[TESTO DELLA PAGINA]
SENTENZA 16 ottobre 2020, n. 22

 

Nullita’ della clausola escludente atipica del bando di gara

 ed onere impugnativo dei relativi atti applicativi

 

Di DANIELA D'AMICO

 

Con la sentenza non definitiva n. 1920 del 17 marzo 2020, la quinta sezione del Consiglio di Stato ha rimesso all’Adunanza Plenaria la questione inerente alla validità della clausola prevista dall’art. 20 del disciplinare di gara oggetto del giudizio, che richiede, a pena di esclusione, il possesso dell’attestazione SOA da parte dell’impresa ausiliata, la quale ricorra all’istituto dell’avvalimento proprio ai fini di avvalersi dell’attestazione SOA dell’impresa ausiliaria.

La necessità di rimettere la questione all’Adunanza Plenaria è rappresentata dal contrasto giurisprudenziale che si registra all’interno della medesima sezione, laddove da un lato la sentenza n. 1772 del 2013 e l’ordinanza cautelare n. 344 del 25 gennaio 2019 negano che la clausola oggettivamente escludente integri un’ipotesi di nullità del bando e dall’altro la sentenza 23 agosto 2019, n. 5834 (intervenuta nelle more del presente giudizio) ne ribalta completamente l’orientamento.

In particolare, la pronuncia di rimessione ha osservato come la clausola del bando di gara in questione –analogamente a quanto ritenuto dalla citata sentenza n. 5834 del 23 agosto 2019- “non tanto si limiti a disciplinare la modalità di esercizio dell’avvalimento, ma direttamente ne limiti il ricorso”, al di fuori dei confini all’avvalimento consentiti alle stazioni appaltanti dalla normativa europea e conseguentemente nazionale.

Nel dettaglio, la lex specialis della gara richiede un requisito, ossia il possesso dell’attestazione SOA da parte dell’impresa ausiliata, non contemplato dall’art. 89 d.lgs. n. 50/2016 ed il cui effetto sarebbe, anzi, quello di vanificare la stessa ratio applicativa di detta norma.

[CONSEGNA A]
Secondo il testo della pagina, quale sezione del Consiglio di Stato ha rimesso la questione all'Adunanza Plenaria?
[CONSEGNA B]
Riassumi il testo della pagina in due frasi.

[DATI FORNITI]

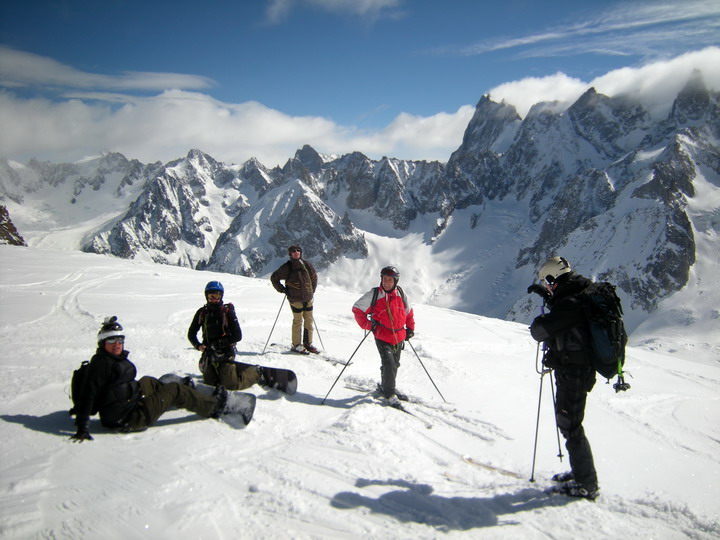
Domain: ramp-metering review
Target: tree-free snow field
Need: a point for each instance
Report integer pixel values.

[RISPOSTA A]
La quinta sezione.

[RISPOSTA B]
Con la sentenza non definitiva n. 1920 del 17 marzo 2020, la quinta sezione del Consiglio di Stato ha rimesso all'Adunanza Plenaria la questione della validità della clausola del disciplinare di gara che richiede, a pena di esclusione, l'attestazione SOA all'impresa ausiliata che ricorre all'avvalimento proprio per servirsi di quella dell'impresa ausiliaria. La rimessione nasce da un contrasto giurisprudenziale interno alla stessa sezione, e la pronuncia osserva che la clausola limita il ricorso all'avvalimento oltre i confini consentiti dalla normativa europea e nazionale, poiché richiede un requisito non contemplato dall'art. 89 d.lgs. n. 50/2016.